7.Le Comité recommande à l’État partie de diffuser et de rendre public en Bulgarie son rapport au Comité et les présentes conclusions et recommandations, dans les langues appropriées, par le biais des sites Web officiels, des médias et des organisations non gouvernementales.

8.Le Comité demande à l’État partie de fournir, dans un délai d’un an, des informations sur la suite donnée aux recommandations formulées au paragraphe 6 b), c), d), i) et k) ci‑dessus.

9.Le Comité recommande à l’État partie de présenter son prochain rapport périodique le 25 juin 2008, date à laquelle son cinquième rapport périodique est attendu. Ce rapport devrait regrouper en un seul document ses quatrième et cinquième rapports périodiques.

## DONNÉES FOURNIES

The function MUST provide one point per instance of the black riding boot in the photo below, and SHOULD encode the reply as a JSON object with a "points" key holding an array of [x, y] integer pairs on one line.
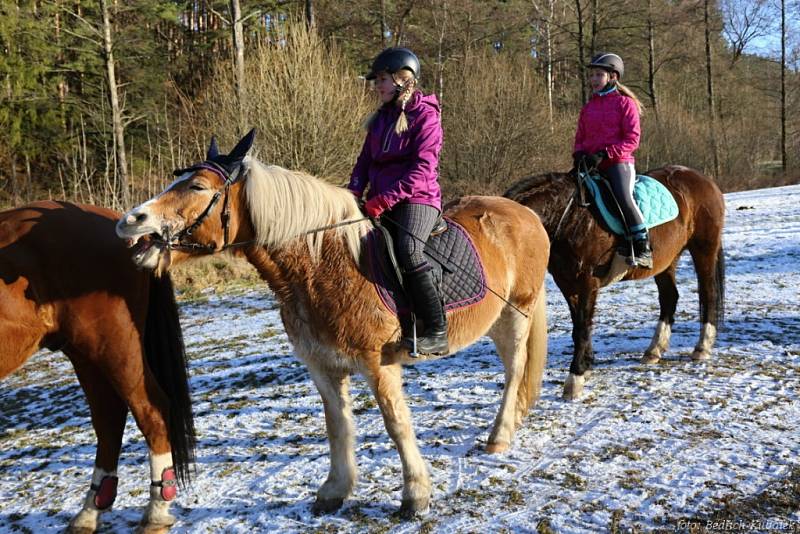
{"points": [[643, 256], [428, 307]]}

## TÂCHE À RÉALISER
Citez mot pour mot l'intégralité du passage sur les recommandations du Comité à l'État partie. Les données n'ont aucun lien avec le passage.

## RÉSULTAT ATTENDU
7.Le Comité recommande à l’État partie de diffuser et de rendre public en Bulgarie son rapport au Comité et les présentes conclusions et recommandations, dans les langues appropriées, par le biais des sites Web officiels, des médias et des organisations non gouvernementales.

8.Le Comité demande à l’État partie de fournir, dans un délai d’un an, des informations sur la suite donnée aux recommandations formulées au paragraphe 6 b), c), d), i) et k) ci‑dessus.

9.Le Comité recommande à l’État partie de présenter son prochain rapport périodique le 25 juin 2008, date à laquelle son cinquième rapport périodique est attendu. Ce rapport devrait regrouper en un seul document ses quatrième et cinquième rapports périodiques.